Extract to read –
- Opening Delimiter -

Eur J Paediatr Neurol 2016 Jul 26;20(4):573-9. Epub 2016 Mar 26.
Epilepsy Center Bethel, Krankenhaus Mara, Bielefeld, Germany.
Objective: There is increasing awareness of neuronal autoantibodies and their impact on the pathogenesis of epilepsy. We investigated children with focal epilepsy in order to provide an estimate of autoantibody frequency within a pediatric population without prima facie evidence of encephalitis using a broad panel of autoantibodies. This was done to assess the specificity of antibodies and to see whether antibodies might be of modifying influence on the course of focal epilepsies.
Method: We searched for autoantibodies in 124 patients with focal epilepsy (1-18 years; mean 10; 6 years). Sera were tested using a broad panel of surface and intracellular antigens.
Results: We found autoantibodies in 5/124 patients (4%): high-positive GAD65 antibodies (n = 1), low-positive GAD65 antibodies (N = 1), VGKC complex antibodies not reactive with LGI1 or CASPR2 (n = 3). We did not find any distinctive features distinguishing antibody positive patients from those without antibodies.
Conclusions: The antibodies found in this cohort are probably neither disease-specific nor pathogenic. This has been suggested before for these antigenic targets. Moreover, they do not seem to modify disease severity in the antibody-positive epilepsy patients.

- Closing Delimiter -

Task goal –
Reproduce the passage of the abstract on autoantibodies in children with focal epilepsy, starting at "Epilepsy Center Bethel, Krankenhaus" and ending at "of focal epilepsies.".

Dataset items
- Opening Delimiter -

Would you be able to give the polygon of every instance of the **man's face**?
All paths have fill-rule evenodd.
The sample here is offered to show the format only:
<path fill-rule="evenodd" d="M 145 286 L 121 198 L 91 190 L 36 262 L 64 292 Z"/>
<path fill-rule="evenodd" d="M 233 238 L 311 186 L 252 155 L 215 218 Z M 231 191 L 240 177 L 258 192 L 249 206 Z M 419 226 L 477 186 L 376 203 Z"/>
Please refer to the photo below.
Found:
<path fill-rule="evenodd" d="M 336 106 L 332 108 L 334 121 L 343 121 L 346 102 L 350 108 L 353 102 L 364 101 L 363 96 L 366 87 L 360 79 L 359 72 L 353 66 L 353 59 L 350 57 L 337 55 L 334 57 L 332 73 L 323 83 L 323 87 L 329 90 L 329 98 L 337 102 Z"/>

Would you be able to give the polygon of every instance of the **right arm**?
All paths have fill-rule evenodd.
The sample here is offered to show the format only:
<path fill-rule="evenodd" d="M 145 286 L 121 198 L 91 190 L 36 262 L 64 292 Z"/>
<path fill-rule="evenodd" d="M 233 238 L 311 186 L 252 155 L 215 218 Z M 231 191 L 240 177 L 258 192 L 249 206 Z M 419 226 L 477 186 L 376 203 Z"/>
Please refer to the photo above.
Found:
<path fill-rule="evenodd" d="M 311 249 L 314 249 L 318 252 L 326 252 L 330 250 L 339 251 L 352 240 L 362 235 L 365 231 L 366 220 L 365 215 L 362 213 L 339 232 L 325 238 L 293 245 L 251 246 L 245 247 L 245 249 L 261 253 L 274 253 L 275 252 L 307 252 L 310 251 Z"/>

- Closing Delimiter -

Solution for this problem –
Epilepsy Center Bethel, Krankenhaus Mara, Bielefeld, Germany.
Objective: There is increasing awareness of neuronal autoantibodies and their impact on the pathogenesis of epilepsy. We investigated children with focal epilepsy in order to provide an estimate of autoantibody frequency within a pediatric population without prima facie evidence of encephalitis using a broad panel of autoantibodies. This was done to assess the specificity of antibodies and to see whether antibodies might be of modifying influence on the course of focal epilepsies.